EXERCISE PROMPT => Reproduce each of the lines below verbatim, from the first to the last.

····················

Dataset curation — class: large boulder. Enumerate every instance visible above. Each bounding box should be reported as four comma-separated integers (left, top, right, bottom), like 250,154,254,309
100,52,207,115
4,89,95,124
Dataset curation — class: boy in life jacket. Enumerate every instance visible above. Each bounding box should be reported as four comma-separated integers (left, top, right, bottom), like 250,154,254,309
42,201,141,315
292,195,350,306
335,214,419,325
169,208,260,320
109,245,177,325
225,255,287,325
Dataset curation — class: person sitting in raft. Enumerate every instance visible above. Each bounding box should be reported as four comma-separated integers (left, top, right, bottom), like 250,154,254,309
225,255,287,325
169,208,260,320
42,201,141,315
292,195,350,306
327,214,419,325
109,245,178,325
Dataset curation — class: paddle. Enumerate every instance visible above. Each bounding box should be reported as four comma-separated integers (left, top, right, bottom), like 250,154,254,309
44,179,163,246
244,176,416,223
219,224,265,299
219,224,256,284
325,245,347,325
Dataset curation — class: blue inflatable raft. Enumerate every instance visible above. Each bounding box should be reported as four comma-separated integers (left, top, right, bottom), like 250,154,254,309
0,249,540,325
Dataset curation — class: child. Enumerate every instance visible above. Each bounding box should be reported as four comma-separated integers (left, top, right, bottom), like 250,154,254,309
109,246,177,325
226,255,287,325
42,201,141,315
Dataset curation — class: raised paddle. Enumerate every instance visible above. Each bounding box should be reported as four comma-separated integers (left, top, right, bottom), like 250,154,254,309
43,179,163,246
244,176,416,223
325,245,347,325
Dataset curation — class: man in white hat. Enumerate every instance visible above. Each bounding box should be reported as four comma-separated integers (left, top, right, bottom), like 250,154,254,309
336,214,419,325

····················

EXERCISE ANSWER =>
Dataset curation — class: large boulder. Enumerate every instance visible above. Each bounding box should be reported as four comma-separated integers (left, top, right, bottom), like 250,154,254,309
100,52,207,115
4,89,95,124
Dataset curation — class: boy in life jacket. Enumerate every instance visible above. Each bounding box should be reported as four comma-separated integers (left, top, right, bottom), like 250,154,254,309
42,201,141,315
292,195,350,306
335,214,419,325
169,208,260,320
109,245,177,325
225,255,287,325
Dataset curation — class: person sitting in raft. Enumerate every instance visible above. Each bounding box should be reported as four comma-separated integers (left, top, right, bottom), like 250,154,254,309
225,255,287,325
169,208,260,320
42,201,141,315
292,195,350,306
327,214,419,325
109,245,178,325
Dataset curation — class: paddle. Enumerate every instance visible above. Each bounding box should be reported as four comma-separated integers (left, top, right, bottom), like 250,154,254,309
44,179,163,246
244,176,416,223
219,224,265,299
219,224,256,284
325,245,347,325
Dataset curation — class: blue inflatable raft. Enumerate every instance visible above. Each bounding box should be reported as four comma-separated integers (left, top, right, bottom), like 250,154,254,309
0,249,540,325
Dataset curation — class: child. Enumerate every instance visible above. Each bounding box should be reported as four comma-separated integers (left, top, right, bottom), like 250,154,254,309
109,246,177,325
226,255,287,325
42,201,141,315
Dataset curation — class: raised paddle. Enumerate every instance visible above. Each bounding box should be reported as four comma-separated integers (left, top, right, bottom), like 250,154,254,309
43,179,163,246
244,176,416,223
325,245,347,325
Dataset curation — class: man in white hat. Enumerate every instance visible above. Each bounding box should be reported as four comma-separated integers (left, top, right, bottom), like 250,154,254,309
336,214,419,325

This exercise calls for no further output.